──────── Extracted text

The Door Was Always Open

Published March 30, 2026

Before we go any further, try something difficult.

Set aside everything you know about Jesus. You can keep His name. But outside of that, just for a few minutes, try to hear the story as if it is the first time.

Because if you are like most people who have grown up around church, you have probably heard the Palm Sunday story so many times that you start thinking ahead before it finishes. You already know what is coming. And in doing that, you miss what is actually happening.

What is happening is bigger than most of us have let ourselves believe.

The Story Starts at the Beginning

In the beginning, God creates the heavens and the earth. Heaven is God's realm. Earth is ours. And from the start, God's desire is for those two things to occupy the same space. He wants to dwell with His people.

So He creates Eden. At the center of the garden, He places the tree of life and the tree of the knowledge of good and evil. This is where God walks with Adam and Eve. Heaven and earth overlapping. His kingdom present.

────────────────
──────── Data segment

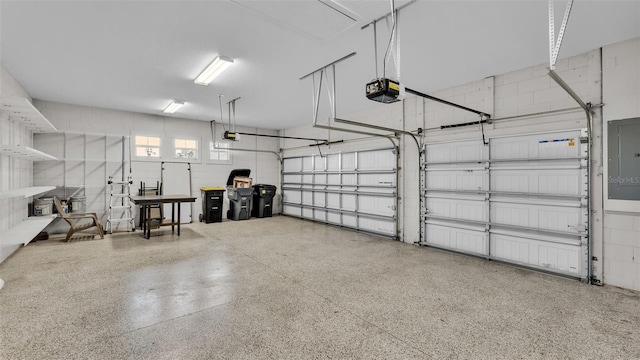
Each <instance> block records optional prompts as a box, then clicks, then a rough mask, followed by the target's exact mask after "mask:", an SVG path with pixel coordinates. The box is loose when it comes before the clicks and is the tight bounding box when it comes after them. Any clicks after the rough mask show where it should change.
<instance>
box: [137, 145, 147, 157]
mask: <svg viewBox="0 0 640 360" xmlns="http://www.w3.org/2000/svg"><path fill="white" fill-rule="evenodd" d="M136 156H147V149H145V148H143V147H136Z"/></svg>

────────────────

* [Your objective]
Extract the full Palm Sunday piece word for word, from its title through the last line. The material comes from a separate source.

* [Answer for the task]
The Door Was Always Open

Published March 30, 2026

Before we go any further, try something difficult.

Set aside everything you know about Jesus. You can keep His name. But outside of that, just for a few minutes, try to hear the story as if it is the first time.

Because if you are like most people who have grown up around church, you have probably heard the Palm Sunday story so many times that you start thinking ahead before it finishes. You already know what is coming. And in doing that, you miss what is actually happening.

What is happening is bigger than most of us have let ourselves believe.

The Story Starts at the Beginning

In the beginning, God creates the heavens and the earth. Heaven is God's realm. Earth is ours. And from the start, God's desire is for those two things to occupy the same space. He wants to dwell with His people.

So He creates Eden. At the center of the garden, He places the tree of life and the tree of the knowledge of good and evil. This is where God walks with Adam and Eve. Heaven and earth overlapping. His kingdom present.